- WHAT IS EXPECTED -
Copy out each line of the data that contains the word "every", matching case exactly.

- RECORDS FOR THE EXERCISE -
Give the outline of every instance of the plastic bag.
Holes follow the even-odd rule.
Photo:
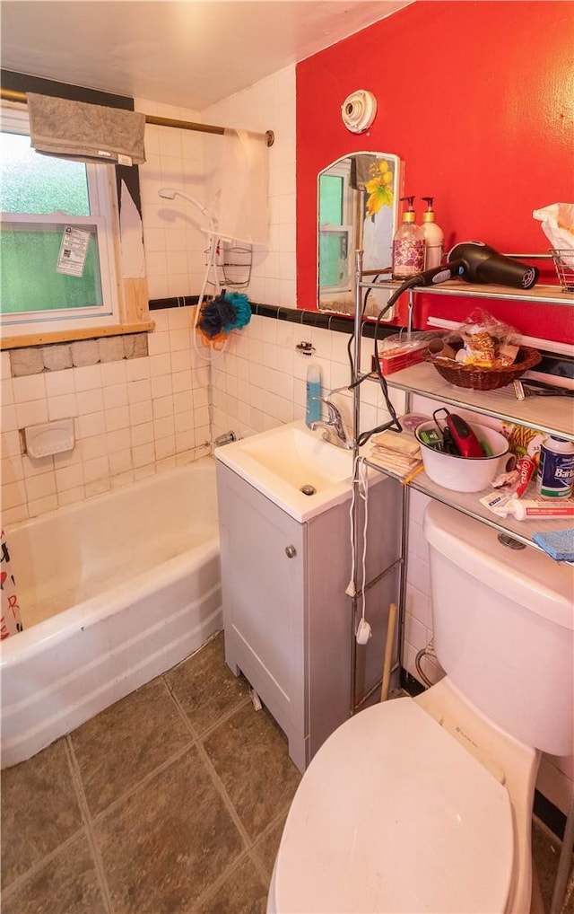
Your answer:
[[[517,330],[483,308],[475,308],[446,342],[460,345],[461,339],[463,346],[454,357],[463,365],[500,368],[512,365],[518,354]]]
[[[542,223],[542,231],[553,248],[572,251],[569,257],[574,267],[574,203],[552,203],[535,209],[532,215]]]

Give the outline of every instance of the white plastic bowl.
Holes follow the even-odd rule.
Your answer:
[[[429,447],[421,441],[420,433],[434,428],[434,422],[423,422],[414,434],[421,445],[424,472],[429,479],[444,489],[451,489],[453,492],[480,492],[511,464],[508,441],[504,435],[486,425],[473,422],[471,428],[479,441],[485,441],[489,445],[492,457],[459,457],[444,454]]]

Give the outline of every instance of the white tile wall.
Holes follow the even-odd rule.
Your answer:
[[[2,353],[3,524],[81,501],[206,452],[208,369],[191,341],[192,308],[154,313],[150,355],[10,377]],[[160,351],[155,353],[155,349]],[[73,451],[35,460],[18,430],[73,417]]]
[[[273,130],[269,149],[269,242],[254,250],[249,298],[267,304],[296,306],[295,265],[295,66],[288,67],[202,112],[137,99],[148,114],[265,133]],[[140,166],[143,240],[151,299],[199,294],[205,274],[205,218],[182,200],[158,197],[174,187],[202,203],[205,197],[207,143],[201,133],[147,125],[147,161]]]

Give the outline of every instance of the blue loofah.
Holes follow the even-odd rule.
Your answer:
[[[240,327],[245,327],[251,320],[251,305],[247,296],[240,292],[226,292],[224,295],[225,301],[235,309],[236,317],[235,321],[225,324],[224,331],[228,333],[230,330],[239,330]]]
[[[532,538],[558,562],[574,562],[574,529],[533,533]]]

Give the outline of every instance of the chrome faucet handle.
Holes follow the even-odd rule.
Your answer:
[[[340,413],[334,403],[331,403],[327,397],[313,397],[313,399],[318,400],[320,403],[324,403],[329,411],[329,422],[337,422],[340,420]]]

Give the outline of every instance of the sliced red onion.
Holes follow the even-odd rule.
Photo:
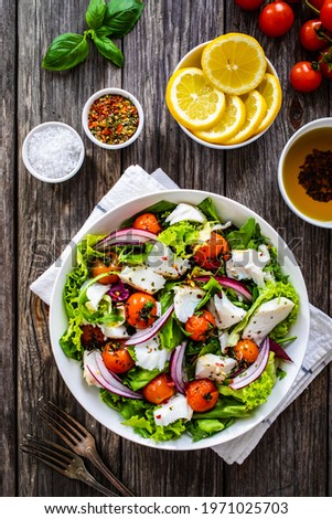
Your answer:
[[[124,282],[121,279],[118,279],[107,294],[110,296],[113,301],[125,301],[129,297],[129,290],[128,288],[125,287]]]
[[[140,245],[149,240],[157,240],[157,235],[141,229],[127,227],[120,231],[114,231],[108,236],[100,240],[95,245],[96,251],[109,247],[110,245]]]
[[[167,311],[157,319],[152,326],[149,328],[146,328],[144,330],[139,330],[133,336],[131,336],[128,340],[126,340],[125,345],[127,346],[132,346],[132,345],[141,345],[142,342],[146,342],[147,340],[152,339],[160,328],[165,324],[165,321],[169,319],[169,317],[172,315],[174,309],[174,305],[172,304],[170,308],[167,309]]]
[[[218,282],[225,288],[233,288],[233,290],[237,292],[237,294],[243,296],[248,301],[253,300],[253,295],[248,290],[246,285],[244,283],[240,283],[240,282],[236,280],[236,279],[232,279],[232,277],[227,277],[227,276],[200,276],[200,277],[193,277],[193,280],[207,283],[211,277],[213,277],[216,282]]]
[[[278,345],[278,342],[276,342],[274,339],[269,339],[269,338],[268,338],[268,341],[269,341],[270,350],[274,351],[274,353],[276,353],[276,357],[278,357],[278,359],[282,359],[282,360],[287,360],[288,362],[292,362],[289,354],[285,351],[285,349],[280,345]]]
[[[132,391],[122,384],[119,377],[115,375],[103,362],[99,351],[94,351],[88,356],[88,361],[85,364],[93,378],[107,391],[126,396],[128,399],[142,400],[143,395]]]
[[[181,342],[172,350],[170,358],[170,374],[171,379],[175,384],[179,393],[185,394],[185,382],[188,382],[188,377],[184,371],[184,351],[186,347],[186,341]]]
[[[258,377],[261,375],[267,366],[267,362],[269,360],[269,340],[265,339],[261,343],[258,357],[255,362],[249,366],[249,368],[243,373],[235,377],[235,379],[233,379],[233,381],[231,382],[229,388],[234,390],[242,389],[250,384],[251,382],[255,382],[255,380],[257,380]]]

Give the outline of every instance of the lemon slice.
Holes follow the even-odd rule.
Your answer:
[[[225,109],[225,95],[196,67],[176,71],[168,83],[165,98],[174,119],[191,130],[211,128]]]
[[[205,131],[194,131],[194,135],[207,142],[223,144],[231,139],[244,125],[246,108],[244,102],[235,95],[226,95],[226,108],[218,123]]]
[[[204,74],[225,94],[242,95],[256,88],[266,66],[265,53],[258,41],[242,33],[216,38],[202,54]]]
[[[266,115],[258,128],[256,128],[256,133],[260,134],[277,117],[282,103],[282,91],[278,77],[272,74],[265,74],[263,82],[259,83],[256,89],[263,95],[267,106]]]
[[[256,128],[263,121],[266,114],[266,100],[257,91],[251,91],[243,97],[246,107],[246,119],[237,134],[225,142],[226,145],[237,145],[247,140],[256,134]]]

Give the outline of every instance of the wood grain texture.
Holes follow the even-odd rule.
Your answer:
[[[15,413],[15,289],[17,275],[12,266],[15,263],[15,190],[17,190],[17,156],[15,156],[15,116],[17,116],[17,82],[15,82],[15,6],[10,1],[2,2],[2,17],[7,20],[1,25],[1,182],[0,182],[0,240],[2,243],[0,264],[2,286],[0,296],[1,319],[1,371],[0,377],[2,420],[1,420],[1,478],[0,495],[14,496],[17,475],[13,467],[17,463],[17,413]]]
[[[294,93],[289,85],[290,66],[304,57],[297,31],[306,13],[296,7],[291,32],[271,40],[259,32],[257,12],[242,11],[231,0],[147,0],[139,23],[117,42],[125,53],[122,70],[106,62],[93,46],[86,62],[72,71],[42,70],[42,56],[54,36],[67,31],[82,33],[85,29],[87,3],[18,0],[15,11],[12,2],[3,1],[6,41],[10,45],[3,47],[7,68],[2,82],[9,93],[2,116],[10,131],[4,135],[6,171],[1,183],[3,242],[8,244],[3,255],[8,275],[1,299],[7,324],[1,350],[7,368],[6,377],[1,377],[6,459],[1,492],[97,496],[83,484],[69,481],[20,452],[26,433],[54,439],[53,432],[36,417],[39,400],[43,398],[58,403],[87,426],[106,464],[138,496],[331,496],[331,367],[276,420],[243,465],[228,466],[211,449],[174,453],[142,447],[96,423],[75,401],[52,356],[47,308],[29,289],[122,171],[139,163],[149,172],[161,167],[181,188],[225,194],[259,213],[293,250],[311,303],[331,315],[331,231],[313,227],[293,215],[277,184],[278,160],[287,139],[303,124],[332,116],[332,88],[328,82],[309,95]],[[283,89],[281,112],[265,136],[227,152],[192,141],[164,102],[168,78],[181,56],[224,31],[257,38],[276,66]],[[146,114],[138,141],[121,152],[94,146],[82,130],[85,102],[106,86],[132,92]],[[86,146],[82,170],[63,184],[35,180],[22,163],[25,135],[46,120],[68,123]],[[17,390],[12,391],[13,386]]]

- RESULT OF THE EXERCISE -
Give the outline of every instance of the plastic bag.
Give the outline of every instance of the white plastic bowl.
Give the outline of every instance of the white tile wall.
Give the outline of every instance of the blue loofah.
Give the outline of every instance of the chrome faucet handle.
Give the outline of every instance of the sliced red onion.
Give the outline of every instance of the lemon slice.
Give the outline of every instance of the wood grain texture.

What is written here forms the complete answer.